## Travail demandé
a) Condensez sous forme de liste à puces le paragraphe du résumé sur le Chikungunya chez l'enfant qui commence par « Patients et méthodes. », en conservant ses faits essentiels.
b) Rédigez, s'il vous plaît, la suite du résumé sur le Chikungunya chez l'enfant, à partir de sa dernière phrase.

## Texte à analyser
Absence de relation entre prise d’ibuprofène et dermatose bulleuse chez les enfants atteints du Chikungunya ?

Herbin G(1), Houdon-Nguyen L(2), Gérardin P(3), Michault A(4), Istria N(1), Prouhet JG(1), Renouil M(2)

(1)Pharmacie, (2)Pédiatrie, (3)Néonatologie, (4)Laboratoire de Bactério Parasito Virologie et Hygiène. Groupe Hospitalier Sud Réunion, 97410 St Pierre

 

Contexte. L’épidémie de Chikungunya à la Réunion connaît une recrudescence depuis fin 2005. Cette arbovirose, due à un alphavirus de la famille des Togaviridae est transmise par un moustique du genre Aedes. Chez l’enfant, la symptomatologie réalise au maximum le tableau d’une prostration fébrile très douloureuse associée à une éruption cutanée, parfois avec dermatose bulleuse. Une restriction excessive des prescriptions d’ibuprofène rend difficile la prise en charge de la douleur et peut favoriser la survenue de surdosage en paracétamol. L’objectif principal de cette étude d’observation rétrospective était de rechercher une relation entre la prise d’ibuprofène et l’existence d’une dermatose bulleuse. Les objectifs secondaires étaient d’évaluer la fréquence des dermatoses bulleuses lors des infections à Chikungunya de l’enfant, mais également d’analyser la prise en charge médicamenteuse de la fièvre et des douleurs lors de cette affection chez l’enfant.

Patients et méthodes. Cette enquête rétrospective a concerné tous les enfants hospitalisés en Pédiatrie Générale au GHSR du 28 nov. 2005 au 26 fév. 2006, pour la prise en charge d’une infection à Chikungunya. Parmi ceux-ci, seuls les enfants ayant présenté une RT-PCR positive ou une sérologie IgM positive ont été inclus. Pour l’ensemble de ces patients, les informations suivantes ont été recueillies : sexe, âge, existence ou non d’une dermatose bulleuse, médicaments antalgiques et antipyrétiques administrés à l’enfant (en ambulatoire et à l’hôpital). La relation entre la prise d’ibuprofène et la présence d’une dermatose bulleuse a été évaluée à l’aide du test du Khi² et la force de l’association mesurée par l’Odds ratio.

## Données fournies
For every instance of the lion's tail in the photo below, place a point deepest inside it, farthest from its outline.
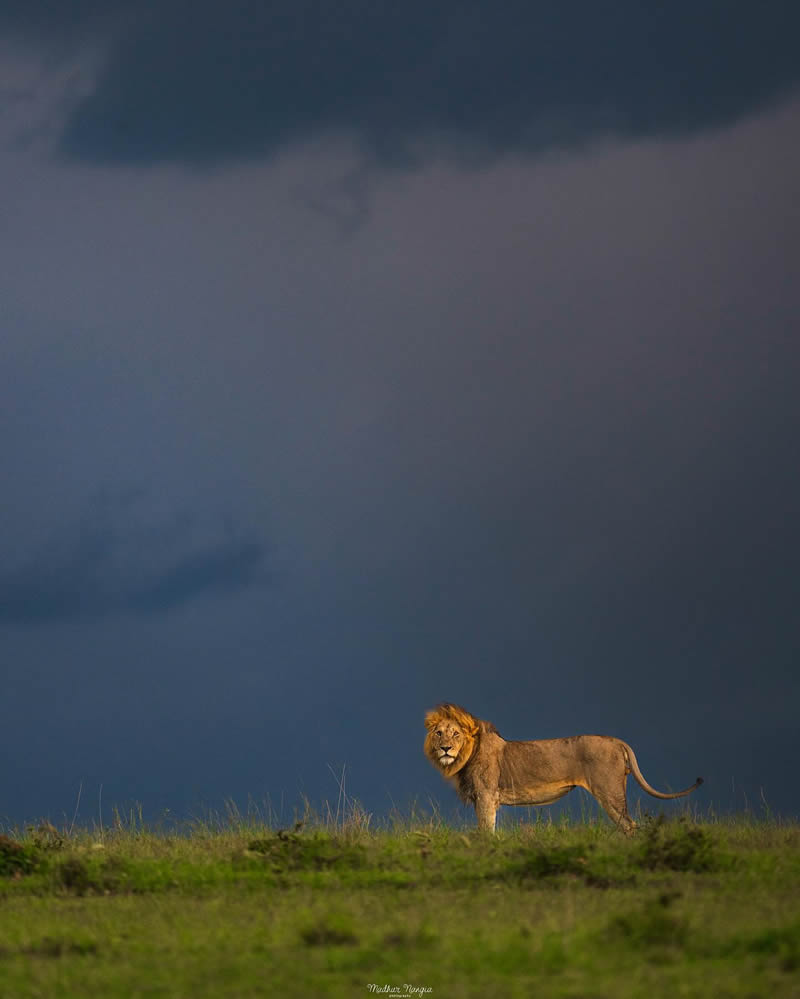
(637, 773)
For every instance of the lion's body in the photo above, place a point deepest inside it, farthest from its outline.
(489, 771)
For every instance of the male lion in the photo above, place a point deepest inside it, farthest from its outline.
(489, 771)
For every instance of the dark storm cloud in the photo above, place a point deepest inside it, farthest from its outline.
(106, 565)
(202, 82)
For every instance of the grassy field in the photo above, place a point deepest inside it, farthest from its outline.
(686, 908)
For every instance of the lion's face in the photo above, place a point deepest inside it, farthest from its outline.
(449, 742)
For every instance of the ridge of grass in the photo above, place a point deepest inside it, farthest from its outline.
(326, 908)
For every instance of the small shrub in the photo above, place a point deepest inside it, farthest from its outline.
(57, 947)
(16, 858)
(653, 925)
(74, 876)
(677, 847)
(291, 852)
(329, 930)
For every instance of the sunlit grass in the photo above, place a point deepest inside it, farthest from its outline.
(335, 899)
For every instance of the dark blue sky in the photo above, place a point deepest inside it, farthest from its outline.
(354, 358)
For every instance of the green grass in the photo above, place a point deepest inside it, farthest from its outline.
(236, 908)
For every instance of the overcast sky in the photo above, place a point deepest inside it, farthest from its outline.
(355, 357)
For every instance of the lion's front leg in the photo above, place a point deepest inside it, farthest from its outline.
(486, 810)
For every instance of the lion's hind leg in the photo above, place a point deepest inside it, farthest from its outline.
(613, 798)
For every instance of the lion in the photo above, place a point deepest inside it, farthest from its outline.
(488, 770)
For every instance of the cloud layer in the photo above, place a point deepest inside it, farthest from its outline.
(196, 82)
(106, 564)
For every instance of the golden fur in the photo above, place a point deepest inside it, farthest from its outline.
(489, 771)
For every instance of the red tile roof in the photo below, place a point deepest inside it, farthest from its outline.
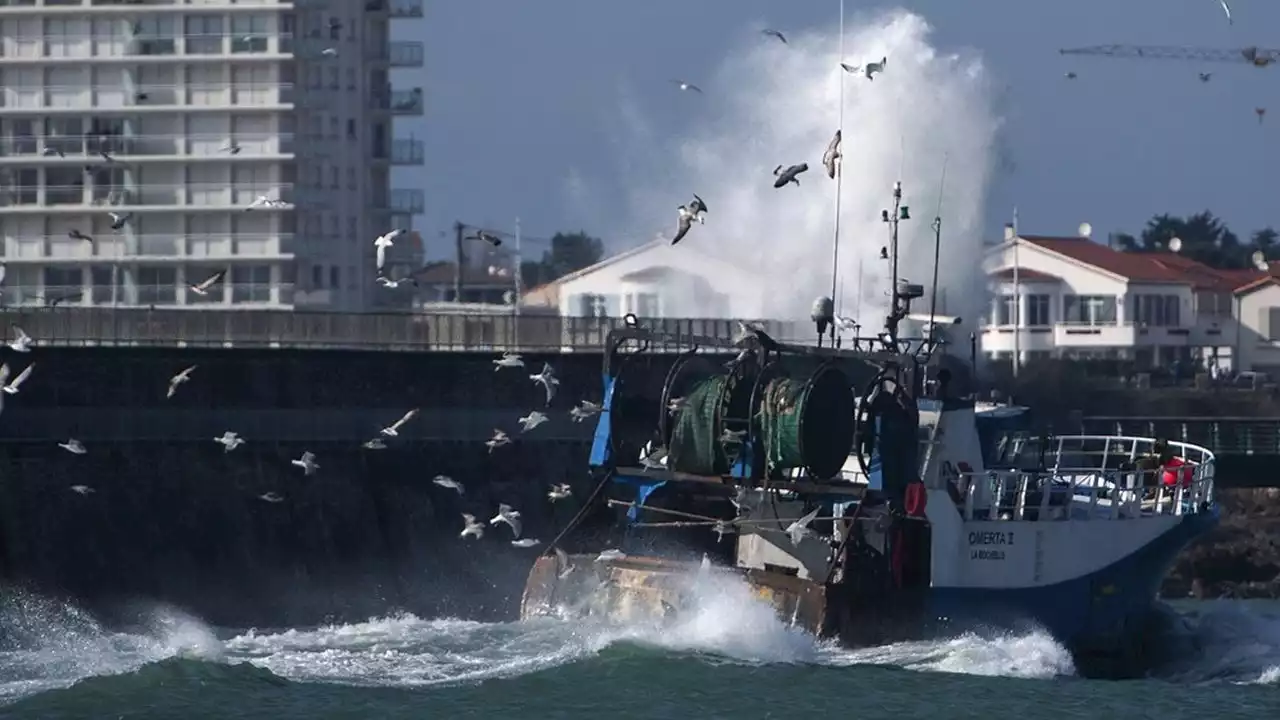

## Réponses rédigées
a)
- Enquête rétrospective portant sur tous les enfants hospitalisés en Pédiatrie Générale au GHSR du 28 nov. 2005 au 26 fév. 2006 pour une infection à Chikungunya.
- Inclusion limitée aux enfants ayant une RT-PCR positive ou une sérologie IgM positive.
- Données recueillies : sexe, âge, présence ou non d'une dermatose bulleuse, antalgiques et antipyrétiques administrés (en ambulatoire et à l'hôpital).
- Analyse : relation entre prise d'ibuprofène et dermatose bulleuse évaluée par le test du Khi², force de l'association mesurée par l'Odds ratio.

b)
Résultats. 120 enfants ont été finalement inclus durant ces trois mois (60% de sexe masculin). La répartition par tranches d’âge était la suivante : 3 nouveau-nés (2,5%), 34 nourrissons âgés de 1 à 3 mois (28,3%), 29 nourrissons de 3 à 12 mois (24,2%), 7 enfants âgés de 13 à 24 mois (5,8%), 14 enfants de 2 à 6 ans (11,7%), 33 enfants de plus de 6 ans (27,5%). Parmi ces 120 patients, 11 (9,2%) ont présenté une dermatose bulleuse (aucun syndrome de Lyell retrouvé). Ces 11 patients étaient tous âgés de 1 à 12 mois. Une RT-PCR sur prélèvement de bulle a été réalisée chez cinq d’entre eux, elle s’est révélée positive dans tous les cas. Le paracétamol a été utilisé pour l’ensemble des patients (100%), l’ibuprofène chez 58 enfants (48,3%), l’acide acétylsalicylique chez 39 nourrissons (32,5%), la nalbuphine pour 36 nourrissons (30%), un autre anti-inflammatoire non stéroïdien (acide niflumique ou kétoprofène) chez 10 enfants (8,3%), la codéine pour 9 (7,5%) et le tramadol pour aucun. Nous n’avons pas retrouvé de relation significative entre ibuprofène et dermatose bulleuse (Khi²=0,19, p=0,66, OR: 1,32 [IC 95%: 0,36- 4,93]).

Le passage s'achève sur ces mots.